# What is required:
Leave the pictures out and reproduce, exactly, the lines from the one with "Where exactly is the crystal" through the end of the entries below.

# Data:
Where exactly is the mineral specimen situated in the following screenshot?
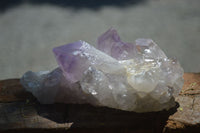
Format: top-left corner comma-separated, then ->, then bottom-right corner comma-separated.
20,28 -> 184,112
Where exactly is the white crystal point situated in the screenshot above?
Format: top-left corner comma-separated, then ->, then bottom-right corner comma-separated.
20,29 -> 184,112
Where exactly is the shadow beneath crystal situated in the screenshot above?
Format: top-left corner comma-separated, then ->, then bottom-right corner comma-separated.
35,102 -> 179,133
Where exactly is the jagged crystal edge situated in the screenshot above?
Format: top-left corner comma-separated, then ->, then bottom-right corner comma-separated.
20,28 -> 184,112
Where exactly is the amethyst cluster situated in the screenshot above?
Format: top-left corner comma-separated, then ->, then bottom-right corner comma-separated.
21,28 -> 184,112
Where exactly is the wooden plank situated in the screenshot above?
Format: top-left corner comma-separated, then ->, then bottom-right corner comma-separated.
0,79 -> 31,102
164,73 -> 200,133
0,73 -> 200,133
0,102 -> 72,130
0,101 -> 174,132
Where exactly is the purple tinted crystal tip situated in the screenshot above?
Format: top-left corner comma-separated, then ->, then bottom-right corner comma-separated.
97,28 -> 136,60
53,41 -> 89,83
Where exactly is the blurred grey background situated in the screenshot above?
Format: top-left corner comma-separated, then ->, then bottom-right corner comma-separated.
0,0 -> 200,80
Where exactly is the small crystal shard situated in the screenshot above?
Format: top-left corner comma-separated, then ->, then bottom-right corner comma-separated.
20,28 -> 184,112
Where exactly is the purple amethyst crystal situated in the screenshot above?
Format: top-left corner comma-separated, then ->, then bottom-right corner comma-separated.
53,41 -> 88,83
97,28 -> 136,60
20,28 -> 184,112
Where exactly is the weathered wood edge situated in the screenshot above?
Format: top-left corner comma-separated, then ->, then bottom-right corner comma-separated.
163,73 -> 200,133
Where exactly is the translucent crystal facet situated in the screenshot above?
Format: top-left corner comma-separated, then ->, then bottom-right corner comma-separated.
21,28 -> 184,112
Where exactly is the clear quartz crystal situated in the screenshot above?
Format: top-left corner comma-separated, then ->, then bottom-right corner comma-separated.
21,28 -> 184,112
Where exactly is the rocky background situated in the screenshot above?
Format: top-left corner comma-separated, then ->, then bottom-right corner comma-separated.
0,0 -> 200,79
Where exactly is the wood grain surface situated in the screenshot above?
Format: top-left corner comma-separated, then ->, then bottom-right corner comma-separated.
0,73 -> 200,133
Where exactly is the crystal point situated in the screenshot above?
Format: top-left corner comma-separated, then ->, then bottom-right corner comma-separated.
97,28 -> 136,60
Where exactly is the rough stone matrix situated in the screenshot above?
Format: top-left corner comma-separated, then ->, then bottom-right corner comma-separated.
21,28 -> 184,112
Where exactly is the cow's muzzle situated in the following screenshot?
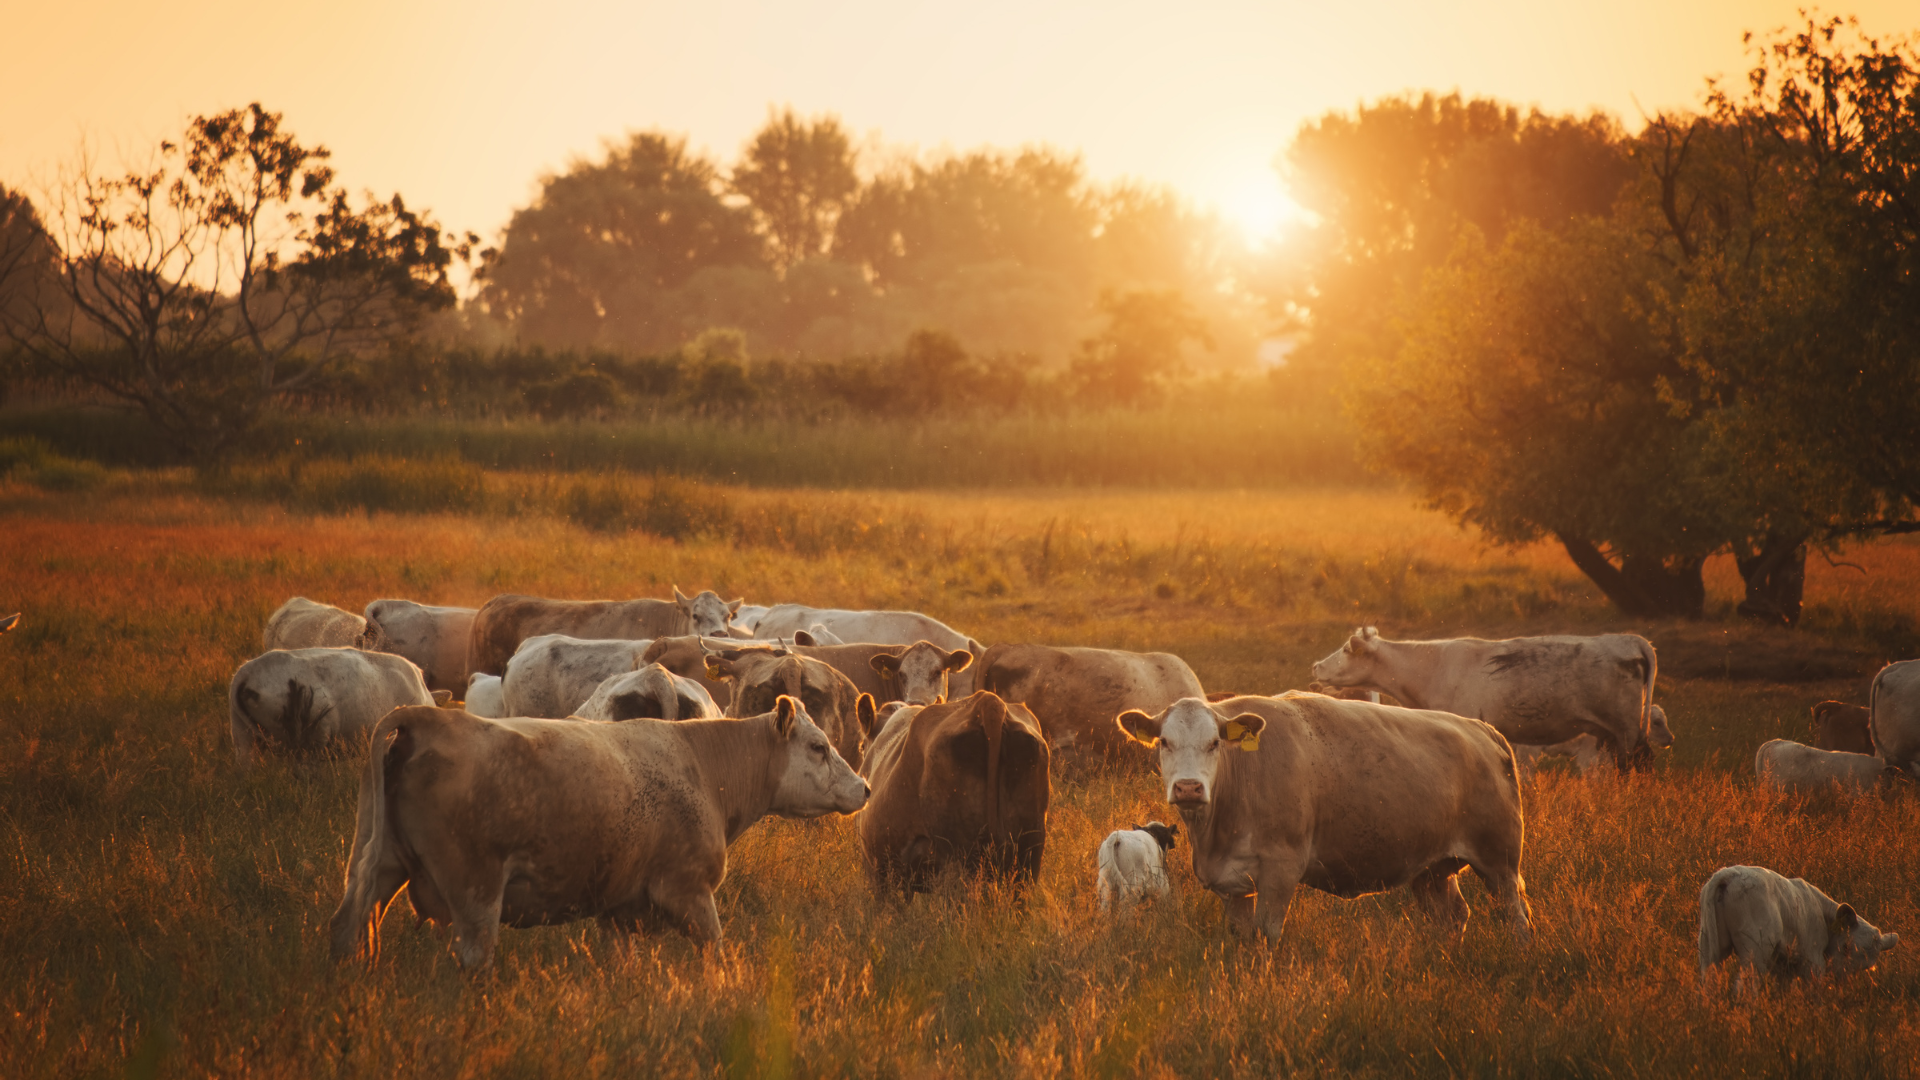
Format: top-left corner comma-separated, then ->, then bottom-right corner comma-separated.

# Answer box:
Where exactly is the crystal point situated in the screenshot above?
Format: top-left corner comma-separated, then ->, then bottom-right corner comma-separated.
97,28 -> 136,60
Where exactly is the rough stone matrix situated in the screenshot above?
Format: top-left corner comma-separated, then ->, then bottom-right corner comma-separated.
21,28 -> 184,112
Where exactly is the cow's muzzle situated in the following screenshot?
Format: top-left corner comma-separated, then ->, then bottom-right corner comma-separated.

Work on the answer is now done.